## [Document segment]
## start
Burnout. Or cynic. Two words I didn’t know when I was four or five years old, the first time I watched this movie. It was my favorite movie as a child. And it sparked my obsession with the American Civil War. We had plenty of stuff lying around in the house, including a Belgian comic book series set against the background of the American Civil War, so if this movie hadn’t done it, something else might have. Still, this movie was the most important trigger. It has several scenes depicting aspects of the Civil War and I was hooked immediately.

I’ve never understood it. I vididly remember watching it on the couch with my dad, at our old home, a dilapidated shack with an outhouse for a toilet in Belgium (which has a lot of poverty, although it’s counted among the richest nations on earth).

How could a child instantly want to know everything about the American Civil War and be obsessed with it for the rest of his life. So obsessed that at one point my father threatened to burn all my civil war books in the stove.
## end
## [Extracted data]
## start
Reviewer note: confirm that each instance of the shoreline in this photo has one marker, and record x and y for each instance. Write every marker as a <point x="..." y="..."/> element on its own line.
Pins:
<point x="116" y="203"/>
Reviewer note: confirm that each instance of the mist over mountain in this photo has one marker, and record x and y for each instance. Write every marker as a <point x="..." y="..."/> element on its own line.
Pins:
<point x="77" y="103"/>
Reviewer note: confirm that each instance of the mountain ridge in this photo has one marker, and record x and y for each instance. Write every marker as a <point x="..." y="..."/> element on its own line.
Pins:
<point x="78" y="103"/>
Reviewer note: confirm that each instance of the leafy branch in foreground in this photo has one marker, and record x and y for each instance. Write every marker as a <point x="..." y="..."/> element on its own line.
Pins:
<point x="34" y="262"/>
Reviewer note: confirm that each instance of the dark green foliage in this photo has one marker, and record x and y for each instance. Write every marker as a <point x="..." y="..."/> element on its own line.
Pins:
## end
Condense the paragraph beginning "Burnout. Or cynic." in the childhood-movie reminiscence into a shorter version that keeps its main facts.

## [Result of the exercise]
I first watched this movie at four or five, before I knew the words "burnout" or "cynic." It was my favorite childhood movie, and its several scenes showing aspects of the Civil War immediately sparked my obsession with the American Civil War. Something else in the house, such as a Belgian comic book series set during that war, might have done the same, but the movie was the most important trigger.